* _DOCUMENT PASSAGE_:
───

Higher education in the U.S. is facing unprecedented challenges. Long viewed as an engine for success, recent surveys show a partisan erosion in that faith in higher ed. This erosion of trust, coupled with significant demographic shifts and growing costs, are fueling national debates over the purpose, value, and funding of higher education.

In an effort to understand what the next 20 years will hold for higher ed, Blackboard recently released Future Forward: The Next Twenty Years of Higher Education, a series of interviews with American higher education leaders. We asked these leaders to reflect on the last 20 years of U.S. higher education and consider what the next 20 years might hold.

Across the interviews, five themes repeatedly emerged:

1. Our current system is unsustainable and ill-suited for a globally connected world that is constantly changing.

Higher ed has been forced to reckon with a drastically changing digital world. Several prognosticators have predicted widespread closures of institutions. But none of the leaders we interviewed believed the future held massive closures or the disappearance of brick-and-mortar campuses.

They did, however, highlight the inadequate nature of the current system and suggested that the nature of higher education would shift away from a degree-driven pursuit to lifelong learning associated with continuing education.

2. Colleges and universities will have to change their current business model to continue to thrive, boost revenue, and drive enrollment.

Repeatedly our interviewees pointed to demographic shifts and changing markets as threats to the traditional higher ed business model. The University of Maryland University College’s Marie Cini observed that the pace of change in higher education has accelerated to the point that concrete strategic planning has become increasingly difficult. Robert Hansen of UPCEA posited that a new higher education leadership model would need to look more like private industry.

───

* _DATA ROWS_:
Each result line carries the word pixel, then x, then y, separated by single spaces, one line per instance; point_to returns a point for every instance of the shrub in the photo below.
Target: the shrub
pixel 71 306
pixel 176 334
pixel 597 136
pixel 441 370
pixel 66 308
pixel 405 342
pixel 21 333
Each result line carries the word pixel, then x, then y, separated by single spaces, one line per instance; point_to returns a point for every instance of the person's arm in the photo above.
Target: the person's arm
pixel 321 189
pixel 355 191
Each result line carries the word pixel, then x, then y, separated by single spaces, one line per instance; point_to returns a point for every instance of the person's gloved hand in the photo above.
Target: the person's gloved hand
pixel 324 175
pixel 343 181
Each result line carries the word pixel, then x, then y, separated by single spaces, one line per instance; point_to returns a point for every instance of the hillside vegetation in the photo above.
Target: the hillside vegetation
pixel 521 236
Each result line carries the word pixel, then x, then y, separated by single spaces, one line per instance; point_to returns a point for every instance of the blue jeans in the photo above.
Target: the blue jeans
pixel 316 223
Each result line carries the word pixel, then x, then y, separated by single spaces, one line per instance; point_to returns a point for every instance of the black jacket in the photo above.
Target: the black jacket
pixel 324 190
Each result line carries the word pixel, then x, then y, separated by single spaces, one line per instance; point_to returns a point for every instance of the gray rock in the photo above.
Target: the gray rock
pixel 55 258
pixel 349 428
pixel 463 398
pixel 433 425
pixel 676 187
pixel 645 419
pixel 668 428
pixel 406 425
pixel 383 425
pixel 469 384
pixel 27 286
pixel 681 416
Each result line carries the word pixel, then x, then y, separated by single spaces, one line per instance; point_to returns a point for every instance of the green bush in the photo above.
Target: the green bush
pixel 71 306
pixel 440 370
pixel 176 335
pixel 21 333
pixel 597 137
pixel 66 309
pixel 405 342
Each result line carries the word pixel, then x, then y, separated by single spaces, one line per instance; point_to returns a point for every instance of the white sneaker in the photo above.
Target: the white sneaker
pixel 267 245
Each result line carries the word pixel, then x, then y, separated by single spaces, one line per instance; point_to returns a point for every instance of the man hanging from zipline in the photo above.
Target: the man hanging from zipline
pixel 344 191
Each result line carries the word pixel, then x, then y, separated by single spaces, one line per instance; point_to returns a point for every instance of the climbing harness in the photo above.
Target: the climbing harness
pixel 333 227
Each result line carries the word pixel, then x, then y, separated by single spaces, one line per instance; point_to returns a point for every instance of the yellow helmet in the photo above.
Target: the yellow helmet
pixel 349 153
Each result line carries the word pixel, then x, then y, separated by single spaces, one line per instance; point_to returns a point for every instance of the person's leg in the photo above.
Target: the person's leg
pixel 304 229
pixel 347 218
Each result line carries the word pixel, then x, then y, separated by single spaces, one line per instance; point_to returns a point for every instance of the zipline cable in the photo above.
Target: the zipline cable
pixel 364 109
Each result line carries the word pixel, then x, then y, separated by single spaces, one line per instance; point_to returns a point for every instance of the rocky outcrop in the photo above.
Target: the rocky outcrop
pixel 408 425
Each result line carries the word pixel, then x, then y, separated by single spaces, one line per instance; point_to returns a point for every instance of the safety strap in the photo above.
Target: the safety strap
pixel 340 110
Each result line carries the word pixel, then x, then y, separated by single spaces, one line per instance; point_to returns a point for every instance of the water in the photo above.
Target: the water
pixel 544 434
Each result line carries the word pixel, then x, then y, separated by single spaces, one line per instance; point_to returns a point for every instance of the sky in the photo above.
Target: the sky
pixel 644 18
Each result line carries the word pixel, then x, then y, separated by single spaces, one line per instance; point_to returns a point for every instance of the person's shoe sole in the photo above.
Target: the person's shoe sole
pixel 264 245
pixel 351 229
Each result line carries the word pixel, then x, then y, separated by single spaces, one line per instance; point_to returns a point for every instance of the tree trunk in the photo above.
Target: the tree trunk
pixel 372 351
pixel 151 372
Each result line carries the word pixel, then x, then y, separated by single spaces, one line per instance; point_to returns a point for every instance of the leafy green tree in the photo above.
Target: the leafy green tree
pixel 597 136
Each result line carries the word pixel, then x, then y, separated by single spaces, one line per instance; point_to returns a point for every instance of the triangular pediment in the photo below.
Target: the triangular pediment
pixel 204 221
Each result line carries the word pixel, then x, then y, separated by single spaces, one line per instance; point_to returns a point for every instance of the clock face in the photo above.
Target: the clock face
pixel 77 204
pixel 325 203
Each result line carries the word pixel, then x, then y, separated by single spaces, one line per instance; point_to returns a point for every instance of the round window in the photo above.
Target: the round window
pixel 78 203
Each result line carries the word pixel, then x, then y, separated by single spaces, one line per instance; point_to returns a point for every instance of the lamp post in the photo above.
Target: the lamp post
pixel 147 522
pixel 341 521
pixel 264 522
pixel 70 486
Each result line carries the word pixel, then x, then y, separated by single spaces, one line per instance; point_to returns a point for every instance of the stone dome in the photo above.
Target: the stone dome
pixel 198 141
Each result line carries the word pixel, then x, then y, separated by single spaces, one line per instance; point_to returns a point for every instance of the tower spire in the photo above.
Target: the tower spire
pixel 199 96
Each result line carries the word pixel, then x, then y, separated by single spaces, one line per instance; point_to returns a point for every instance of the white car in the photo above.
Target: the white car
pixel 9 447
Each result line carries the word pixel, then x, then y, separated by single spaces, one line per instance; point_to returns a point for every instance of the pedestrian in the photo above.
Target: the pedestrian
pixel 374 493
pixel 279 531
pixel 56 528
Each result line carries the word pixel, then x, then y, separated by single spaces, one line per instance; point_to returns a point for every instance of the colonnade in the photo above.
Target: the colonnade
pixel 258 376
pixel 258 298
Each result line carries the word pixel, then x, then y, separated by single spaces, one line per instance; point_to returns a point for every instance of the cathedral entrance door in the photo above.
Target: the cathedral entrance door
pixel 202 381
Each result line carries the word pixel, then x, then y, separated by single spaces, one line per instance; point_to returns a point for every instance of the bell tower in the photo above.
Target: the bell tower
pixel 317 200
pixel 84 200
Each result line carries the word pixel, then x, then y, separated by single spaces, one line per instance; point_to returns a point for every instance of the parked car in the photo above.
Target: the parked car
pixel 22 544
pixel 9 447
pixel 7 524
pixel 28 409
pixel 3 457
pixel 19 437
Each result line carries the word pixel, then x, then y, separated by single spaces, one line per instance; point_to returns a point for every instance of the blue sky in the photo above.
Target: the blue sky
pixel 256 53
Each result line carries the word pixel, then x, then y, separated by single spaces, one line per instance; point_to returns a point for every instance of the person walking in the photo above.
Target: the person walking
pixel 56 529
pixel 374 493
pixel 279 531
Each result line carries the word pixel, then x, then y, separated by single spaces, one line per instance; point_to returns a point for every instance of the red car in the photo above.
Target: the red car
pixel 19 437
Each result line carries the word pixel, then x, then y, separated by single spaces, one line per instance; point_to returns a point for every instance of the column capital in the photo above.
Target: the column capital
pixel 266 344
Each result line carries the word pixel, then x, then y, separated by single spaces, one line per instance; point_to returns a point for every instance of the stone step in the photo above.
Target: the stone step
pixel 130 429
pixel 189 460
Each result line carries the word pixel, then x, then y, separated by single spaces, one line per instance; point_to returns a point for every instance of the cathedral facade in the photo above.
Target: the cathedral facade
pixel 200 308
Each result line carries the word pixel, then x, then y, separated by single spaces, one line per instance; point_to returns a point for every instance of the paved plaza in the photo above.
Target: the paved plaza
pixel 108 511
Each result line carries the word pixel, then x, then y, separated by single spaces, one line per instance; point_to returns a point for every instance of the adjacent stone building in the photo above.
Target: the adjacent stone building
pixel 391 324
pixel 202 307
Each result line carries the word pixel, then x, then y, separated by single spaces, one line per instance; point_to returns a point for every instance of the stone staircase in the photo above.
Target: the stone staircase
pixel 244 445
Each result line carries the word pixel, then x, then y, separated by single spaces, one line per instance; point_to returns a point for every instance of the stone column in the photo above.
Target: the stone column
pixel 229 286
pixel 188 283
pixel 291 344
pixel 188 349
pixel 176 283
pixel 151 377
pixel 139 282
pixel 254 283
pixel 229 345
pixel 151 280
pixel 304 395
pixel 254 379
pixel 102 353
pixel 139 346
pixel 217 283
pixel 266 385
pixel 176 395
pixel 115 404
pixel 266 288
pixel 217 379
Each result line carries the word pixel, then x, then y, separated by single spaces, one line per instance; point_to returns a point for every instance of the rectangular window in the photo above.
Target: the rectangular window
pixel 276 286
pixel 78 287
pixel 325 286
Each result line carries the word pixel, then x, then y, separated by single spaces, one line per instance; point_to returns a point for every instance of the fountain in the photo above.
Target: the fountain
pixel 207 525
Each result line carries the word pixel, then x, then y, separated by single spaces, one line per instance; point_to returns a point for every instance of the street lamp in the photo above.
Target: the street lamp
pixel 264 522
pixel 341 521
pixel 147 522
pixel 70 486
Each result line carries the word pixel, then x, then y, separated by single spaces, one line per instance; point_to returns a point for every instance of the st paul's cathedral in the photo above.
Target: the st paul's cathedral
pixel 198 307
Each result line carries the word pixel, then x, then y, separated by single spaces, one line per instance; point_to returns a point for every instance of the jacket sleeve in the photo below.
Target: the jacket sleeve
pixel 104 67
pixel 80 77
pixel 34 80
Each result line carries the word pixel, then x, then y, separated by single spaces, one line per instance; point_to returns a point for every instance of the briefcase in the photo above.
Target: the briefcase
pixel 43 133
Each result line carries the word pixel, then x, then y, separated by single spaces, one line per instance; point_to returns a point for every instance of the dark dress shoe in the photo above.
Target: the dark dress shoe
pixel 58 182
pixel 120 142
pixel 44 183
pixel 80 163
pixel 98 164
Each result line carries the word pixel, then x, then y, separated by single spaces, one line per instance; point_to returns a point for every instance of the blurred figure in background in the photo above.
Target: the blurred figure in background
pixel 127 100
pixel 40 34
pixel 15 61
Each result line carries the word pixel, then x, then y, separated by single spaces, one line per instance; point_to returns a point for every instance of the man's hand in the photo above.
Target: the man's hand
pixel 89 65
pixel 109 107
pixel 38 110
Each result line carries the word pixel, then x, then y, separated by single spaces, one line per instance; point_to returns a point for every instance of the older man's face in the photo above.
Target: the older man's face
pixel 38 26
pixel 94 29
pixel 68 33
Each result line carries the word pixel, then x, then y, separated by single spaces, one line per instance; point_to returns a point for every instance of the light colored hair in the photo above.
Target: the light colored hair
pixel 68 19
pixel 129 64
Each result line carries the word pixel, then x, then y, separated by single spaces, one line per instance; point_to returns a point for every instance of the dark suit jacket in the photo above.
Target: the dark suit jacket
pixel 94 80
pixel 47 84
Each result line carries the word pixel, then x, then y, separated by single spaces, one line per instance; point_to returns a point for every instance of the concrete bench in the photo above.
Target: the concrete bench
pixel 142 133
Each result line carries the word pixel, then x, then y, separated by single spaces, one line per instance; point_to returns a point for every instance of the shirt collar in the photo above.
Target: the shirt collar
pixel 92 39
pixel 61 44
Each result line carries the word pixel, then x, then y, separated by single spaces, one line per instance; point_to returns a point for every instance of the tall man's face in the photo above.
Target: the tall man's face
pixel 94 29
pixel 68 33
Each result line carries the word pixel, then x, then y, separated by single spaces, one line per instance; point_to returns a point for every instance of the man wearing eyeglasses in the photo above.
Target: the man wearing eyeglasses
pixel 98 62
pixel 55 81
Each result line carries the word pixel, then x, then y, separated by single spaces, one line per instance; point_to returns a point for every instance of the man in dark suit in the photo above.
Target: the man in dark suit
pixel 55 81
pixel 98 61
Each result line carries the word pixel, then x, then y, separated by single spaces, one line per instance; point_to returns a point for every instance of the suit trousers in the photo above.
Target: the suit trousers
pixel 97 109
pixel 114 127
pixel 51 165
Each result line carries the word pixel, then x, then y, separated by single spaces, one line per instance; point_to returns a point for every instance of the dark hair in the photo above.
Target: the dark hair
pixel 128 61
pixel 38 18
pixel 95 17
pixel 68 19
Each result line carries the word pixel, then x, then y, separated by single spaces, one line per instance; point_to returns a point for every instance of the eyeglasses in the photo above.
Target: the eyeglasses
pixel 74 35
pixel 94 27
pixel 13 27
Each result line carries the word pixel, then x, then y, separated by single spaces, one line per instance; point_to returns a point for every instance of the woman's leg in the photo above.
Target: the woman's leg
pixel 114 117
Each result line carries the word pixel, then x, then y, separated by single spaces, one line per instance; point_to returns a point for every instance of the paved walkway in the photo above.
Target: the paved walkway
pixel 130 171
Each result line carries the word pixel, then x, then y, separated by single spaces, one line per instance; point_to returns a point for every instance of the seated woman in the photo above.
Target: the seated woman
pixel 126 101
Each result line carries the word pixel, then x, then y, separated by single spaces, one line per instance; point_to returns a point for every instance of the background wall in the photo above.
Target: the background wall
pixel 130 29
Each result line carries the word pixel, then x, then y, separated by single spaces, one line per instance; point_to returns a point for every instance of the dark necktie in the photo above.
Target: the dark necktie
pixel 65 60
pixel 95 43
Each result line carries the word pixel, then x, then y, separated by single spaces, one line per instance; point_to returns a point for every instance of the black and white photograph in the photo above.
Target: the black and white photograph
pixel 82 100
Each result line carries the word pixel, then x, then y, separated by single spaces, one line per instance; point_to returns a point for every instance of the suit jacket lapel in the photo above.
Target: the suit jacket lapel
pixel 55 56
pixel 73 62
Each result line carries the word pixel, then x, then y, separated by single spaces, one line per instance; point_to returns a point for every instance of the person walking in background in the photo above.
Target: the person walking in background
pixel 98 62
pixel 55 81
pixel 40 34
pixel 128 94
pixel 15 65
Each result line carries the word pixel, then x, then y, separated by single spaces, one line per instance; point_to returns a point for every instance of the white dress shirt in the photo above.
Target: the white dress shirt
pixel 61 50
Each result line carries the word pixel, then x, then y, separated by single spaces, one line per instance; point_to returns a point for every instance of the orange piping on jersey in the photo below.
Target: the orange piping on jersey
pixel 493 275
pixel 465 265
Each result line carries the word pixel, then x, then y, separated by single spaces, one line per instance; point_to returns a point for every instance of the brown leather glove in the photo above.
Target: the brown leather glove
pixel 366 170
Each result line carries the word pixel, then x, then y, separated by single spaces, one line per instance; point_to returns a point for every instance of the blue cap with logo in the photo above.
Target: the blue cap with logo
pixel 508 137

───

* _GOALS_:
1) In the higher education passage, rewrite the span that begins at the words "1. Our current" and stops after "with continuing education.", swapping "prognosticators" for "forecasters".
2) Name every organization mentioned in the higher education passage.

* _THE RESPONSES_:
1)
1. Our current system is unsustainable and ill-suited for a globally connected world that is constantly changing.

Higher ed has been forced to reckon with a drastically changing digital world. Several forecasters have predicted widespread closures of institutions. But none of the leaders we interviewed believed the future held massive closures or the disappearance of brick-and-mortar campuses.

They did, however, highlight the inadequate nature of the current system and suggested that the nature of higher education would shift away from a degree-driven pursuit to lifelong learning associated with continuing education.

2) Blackboard, University of Maryland University College, UPCEA